▸ **Görev A**
Çin-Hindistan haberine göre aşağıdaki soruları yanıtlayınız:
(i) Çin ile Hindistan arasındaki kısa süreli savaş hangi yılda çıkmıştır?
(ii) Çin Başbakanı Wen Jiabao, Hindistan'ı hangi yıldan beri ilk kez ziyaret etmiştir?
(iii) İki ülke arasında imzalanan anlaşmanın tutarı nedir?
▸ **Görev B**
Çin-Hindistan haberinde "İki ülke arasında" sözcüklerinden "bir tartışma vardı." sözcüklerine kadar uzanan bölümün tamamını hiçbir değişiklik yapmadan aktarınız.
▸ **Görev C**
Çin-Hindistan haberinde "Çin Başbakanı Wen Jiabao’nun son ziyaretinde" sözcükleriyle başlayan paragrafı, temel bilgilerini koruyarak daha kısa biçimde yeniden yazınız.

▸ **Seçilen metin**
------------------------------------------------------------

HABER

Bu Dünya Çin'e de Hindistan'a da yeter mi?

Asya'nın iki devi Çin ve Hindistan arasındaki ilişkilerin geleceğine işbirliği mi yoksa rekabet mi damga vuracak? Pekin'den gazeteci Kamil Erdoğdu'nun izlenimleri.

Kamil Erdoğdu

Pekin

İki ülke arasında 16 milyar dolarlık anlaşma imzalandı

Her ülkenin olduğu gibi Çin’in de dış politikasında komşularıyla ilişkilerinin özel bir yeri var.

Ancak Hindistan’la 1962 yılında çıkan kısa süreli savaş bu ülkeyle ilişkileri daha hassas hale getirdi. İki ülkenin de küresel ekonominin yükselen güçleri olmasından dolayı Çin-Hindistan ilişkileri dünya kamuoyunca yakından izleniyor.

Çin Başbakanı Wen Jiabao’nun son ziyaretinde ekonomik konular öne çıktı. Hatta Çin gazetelerinin manşetlerinde “Wen’in ziyaretinde gündemin ilk maddesi ticaret” şeklinde ifadeler kullanıldı. Çin Başbakanı, 2005 yılından beri Hindistan’ı ilk kez ziyaret etti. 2005 yılındaki ziyaret sırasında ve sonrasında dünya basınında ilginç bir tartışma vardı.

Çin, küresel ekonomide dünya çapında bir güç merkezi olurken, ekonomistler “Hindistan, Çin’den rol çalar mı?” sorusunu ortaya attı.

------------------------------------------------------------

▸ **Derlenen malzeme**
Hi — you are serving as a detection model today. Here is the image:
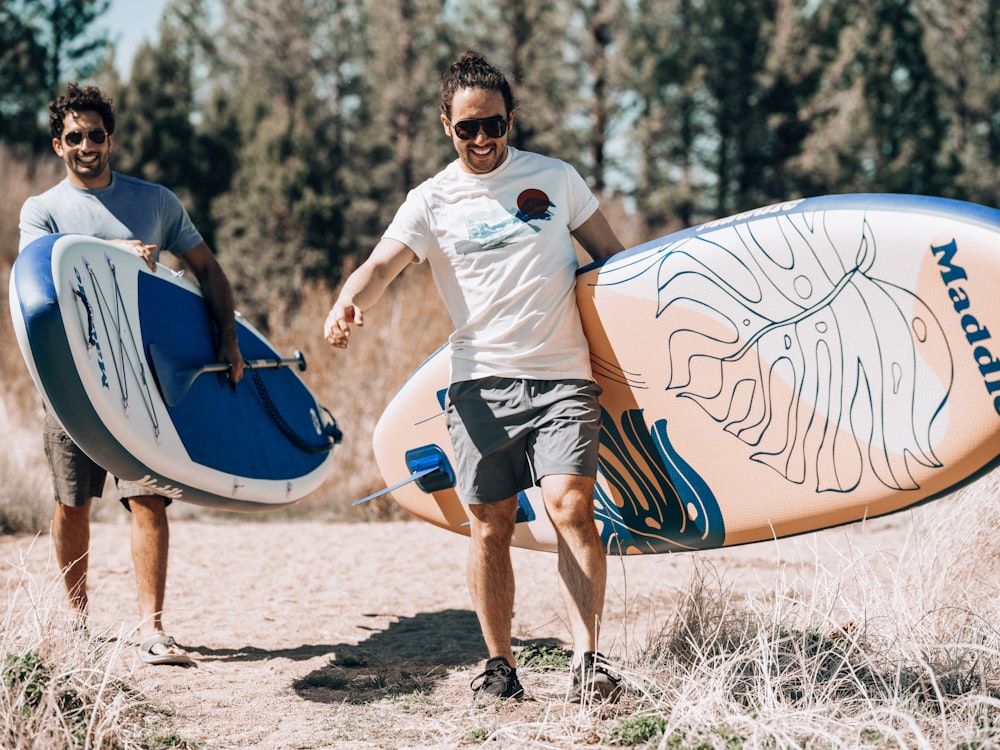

------------------------------------------------------------

▸ **Beklenen yanıt A**
(i) 1962
(ii) 2005
(iii) 16 milyar dolar

▸ **Beklenen yanıt B**
İki ülke arasında 16 milyar dolarlık anlaşma imzalandı

Her ülkenin olduğu gibi Çin’in de dış politikasında komşularıyla ilişkilerinin özel bir yeri var.

Ancak Hindistan’la 1962 yılında çıkan kısa süreli savaş bu ülkeyle ilişkileri daha hassas hale getirdi. İki ülkenin de küresel ekonominin yükselen güçleri olmasından dolayı Çin-Hindistan ilişkileri dünya kamuoyunca yakından izleniyor.

Çin Başbakanı Wen Jiabao’nun son ziyaretinde ekonomik konular öne çıktı. Hatta Çin gazetelerinin manşetlerinde “Wen’in ziyaretinde gündemin ilk maddesi ticaret” şeklinde ifadeler kullanıldı. Çin Başbakanı, 2005 yılından beri Hindistan’ı ilk kez ziyaret etti. 2005 yılındaki ziyaret sırasında ve sonrasında dünya basınında ilginç bir tartışma vardı.

▸ **Beklenen yanıt C**
Wen Jiabao'nun son ziyaretinde ekonomik konular öne çıktı. Çin gazeteleri ticareti gündemin ilk maddesi olarak manşetlere taşıdı. Bu, Çin Başbakanı'nın 2005'ten beri Hindistan'a yaptığı ilk ziyaretti. 2005 ziyareti sırasında ve sonrasında dünya basınında ilginç bir tartışma yaşanmıştı.